▸ **Given exercise**
Convert the items from the line containing "Target: green tree" through the final item into a Markdown table with the columns Row and Line, numbering each line and skipping blank lines. Leave out the pictures.

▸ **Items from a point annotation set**
——
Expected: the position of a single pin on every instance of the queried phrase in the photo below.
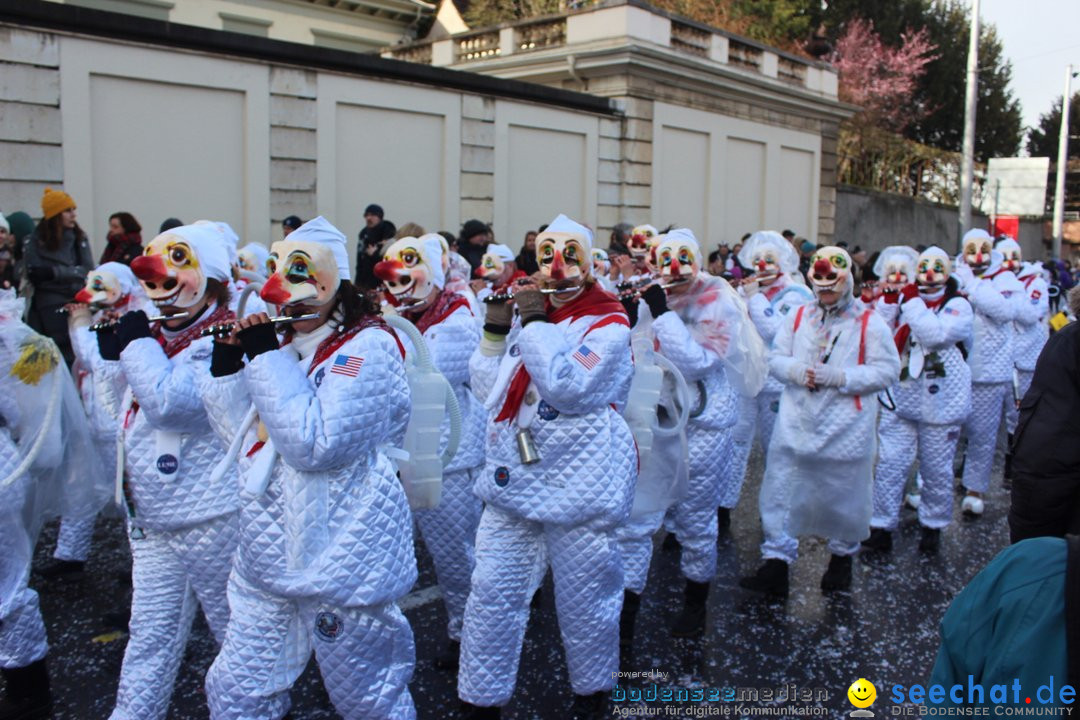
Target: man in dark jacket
(1045, 492)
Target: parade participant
(412, 272)
(833, 355)
(183, 521)
(930, 402)
(558, 477)
(326, 535)
(111, 287)
(995, 295)
(701, 325)
(44, 449)
(771, 293)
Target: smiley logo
(862, 693)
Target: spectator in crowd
(124, 240)
(526, 260)
(473, 241)
(289, 223)
(375, 232)
(57, 259)
(1045, 463)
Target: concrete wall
(875, 220)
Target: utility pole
(1063, 161)
(971, 103)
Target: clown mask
(976, 250)
(412, 271)
(933, 270)
(301, 273)
(678, 260)
(170, 272)
(829, 274)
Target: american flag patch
(347, 365)
(586, 357)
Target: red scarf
(904, 331)
(595, 301)
(445, 304)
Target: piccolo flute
(225, 328)
(97, 327)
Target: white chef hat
(321, 231)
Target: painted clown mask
(408, 272)
(170, 272)
(976, 253)
(300, 273)
(103, 289)
(564, 258)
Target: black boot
(28, 696)
(770, 579)
(931, 541)
(723, 520)
(631, 602)
(591, 707)
(880, 541)
(449, 659)
(470, 711)
(691, 621)
(838, 574)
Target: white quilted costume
(932, 397)
(325, 531)
(559, 383)
(820, 474)
(183, 521)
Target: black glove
(133, 326)
(108, 344)
(258, 339)
(226, 360)
(41, 273)
(657, 299)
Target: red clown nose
(273, 291)
(149, 268)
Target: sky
(1040, 37)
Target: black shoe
(838, 574)
(27, 696)
(931, 541)
(723, 520)
(591, 707)
(671, 543)
(470, 711)
(690, 622)
(55, 569)
(880, 541)
(450, 657)
(770, 579)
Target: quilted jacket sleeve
(942, 329)
(691, 358)
(881, 367)
(449, 341)
(566, 383)
(324, 428)
(167, 389)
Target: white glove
(828, 376)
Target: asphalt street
(885, 629)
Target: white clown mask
(678, 257)
(975, 249)
(412, 269)
(933, 269)
(565, 253)
(1011, 255)
(896, 266)
(107, 285)
(831, 271)
(175, 266)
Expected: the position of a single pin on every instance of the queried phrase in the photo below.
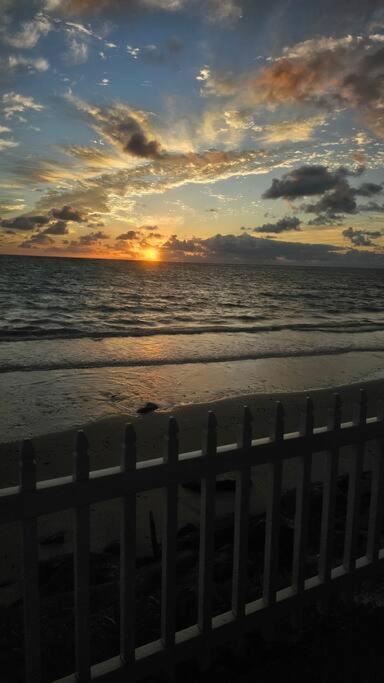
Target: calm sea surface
(69, 326)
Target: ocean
(83, 339)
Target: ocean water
(80, 339)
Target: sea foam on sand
(54, 458)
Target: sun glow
(151, 254)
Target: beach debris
(149, 407)
(156, 550)
(57, 538)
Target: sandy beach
(54, 457)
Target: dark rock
(55, 539)
(112, 548)
(147, 408)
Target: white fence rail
(26, 502)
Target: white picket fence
(30, 499)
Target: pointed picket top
(27, 466)
(309, 416)
(210, 445)
(336, 422)
(172, 441)
(246, 428)
(128, 458)
(81, 457)
(363, 406)
(279, 421)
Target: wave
(82, 364)
(31, 333)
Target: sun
(151, 254)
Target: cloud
(225, 11)
(157, 54)
(18, 64)
(57, 228)
(24, 223)
(36, 241)
(337, 195)
(156, 176)
(124, 127)
(7, 143)
(12, 103)
(329, 73)
(55, 219)
(286, 224)
(222, 85)
(304, 181)
(29, 33)
(77, 52)
(67, 213)
(290, 131)
(130, 235)
(245, 248)
(90, 239)
(362, 238)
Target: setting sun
(151, 254)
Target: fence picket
(33, 498)
(240, 550)
(354, 493)
(81, 565)
(272, 524)
(207, 528)
(168, 598)
(376, 504)
(30, 564)
(128, 553)
(328, 508)
(302, 505)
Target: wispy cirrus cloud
(12, 103)
(29, 32)
(326, 73)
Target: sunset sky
(215, 130)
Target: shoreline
(44, 402)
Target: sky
(198, 130)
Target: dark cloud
(139, 145)
(38, 240)
(338, 197)
(346, 73)
(283, 225)
(24, 223)
(124, 127)
(57, 228)
(362, 238)
(130, 235)
(368, 189)
(91, 238)
(246, 248)
(306, 181)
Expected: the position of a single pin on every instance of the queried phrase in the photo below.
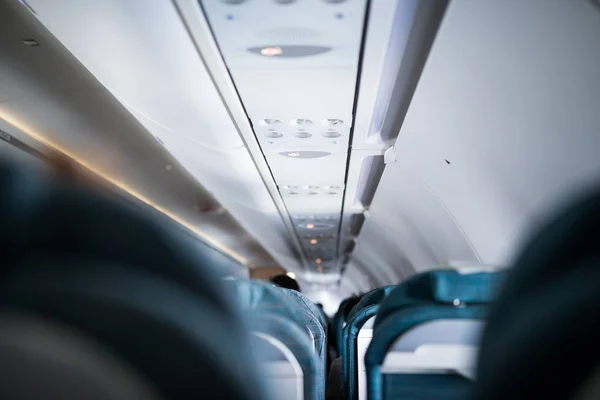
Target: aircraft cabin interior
(300, 199)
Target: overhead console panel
(295, 65)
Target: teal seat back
(310, 314)
(340, 318)
(443, 294)
(272, 310)
(112, 272)
(542, 336)
(366, 308)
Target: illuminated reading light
(271, 51)
(34, 135)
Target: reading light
(271, 51)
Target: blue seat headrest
(442, 287)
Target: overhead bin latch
(389, 155)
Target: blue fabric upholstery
(117, 273)
(541, 340)
(277, 312)
(49, 218)
(366, 308)
(428, 296)
(310, 313)
(442, 287)
(339, 319)
(296, 339)
(398, 323)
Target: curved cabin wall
(503, 128)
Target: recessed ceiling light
(302, 135)
(332, 122)
(271, 51)
(306, 154)
(331, 135)
(269, 121)
(30, 42)
(301, 122)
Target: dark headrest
(42, 218)
(442, 287)
(541, 340)
(371, 298)
(123, 278)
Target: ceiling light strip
(38, 137)
(201, 35)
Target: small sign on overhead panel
(5, 136)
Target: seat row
(418, 338)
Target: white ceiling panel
(156, 72)
(502, 129)
(295, 68)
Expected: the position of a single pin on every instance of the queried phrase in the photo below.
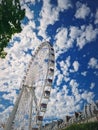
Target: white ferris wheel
(31, 104)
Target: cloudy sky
(71, 26)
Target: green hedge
(85, 126)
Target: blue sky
(72, 27)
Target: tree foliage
(11, 15)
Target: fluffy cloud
(61, 38)
(96, 17)
(82, 11)
(49, 15)
(76, 65)
(92, 85)
(64, 4)
(84, 73)
(93, 63)
(88, 34)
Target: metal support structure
(10, 122)
(39, 75)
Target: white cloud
(49, 15)
(96, 17)
(61, 38)
(82, 11)
(93, 63)
(76, 66)
(29, 14)
(64, 4)
(74, 32)
(84, 73)
(92, 85)
(87, 35)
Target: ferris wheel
(31, 104)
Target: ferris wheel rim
(47, 85)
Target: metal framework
(31, 104)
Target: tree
(11, 15)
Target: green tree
(11, 15)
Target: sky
(71, 26)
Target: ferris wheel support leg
(9, 124)
(30, 116)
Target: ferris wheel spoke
(35, 90)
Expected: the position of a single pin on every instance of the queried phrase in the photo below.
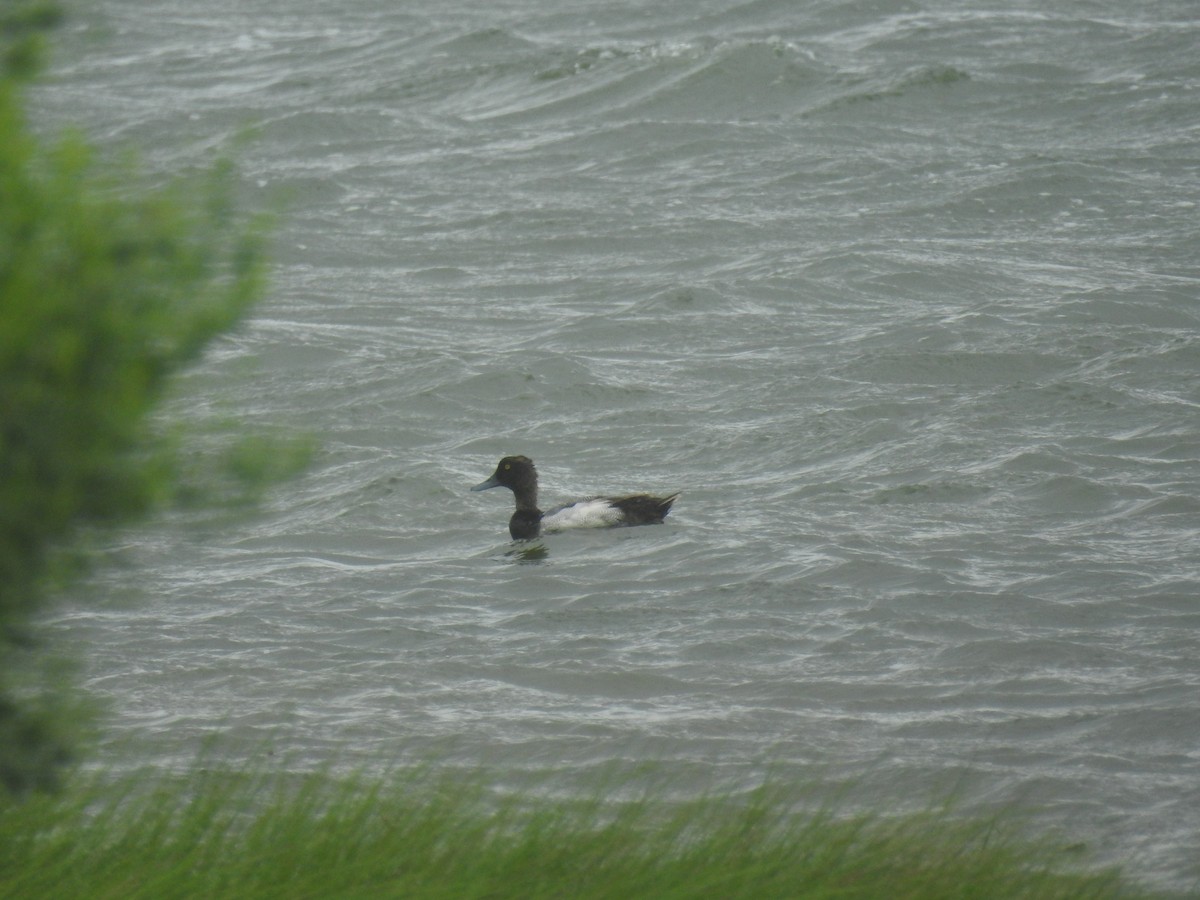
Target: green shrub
(108, 287)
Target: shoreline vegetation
(223, 833)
——
▸ **Response to the exercise**
| Row | Line |
|---|---|
| 1 | Target: green tree |
| 2 | (11, 15) |
| 3 | Target: sky |
| 4 | (71, 26) |
| 5 | Target: ferris wheel support leg |
| 6 | (9, 124) |
| 7 | (30, 116) |
| 8 | Target: ferris wheel spoke |
| 9 | (35, 90) |
| 10 | Expected: the position of a single pin on every instance of the queried phrase in the photo below. |
| 11 | Target: green shrub |
| 12 | (108, 287) |
| 13 | Target: shoreline vegetation |
| 14 | (223, 833) |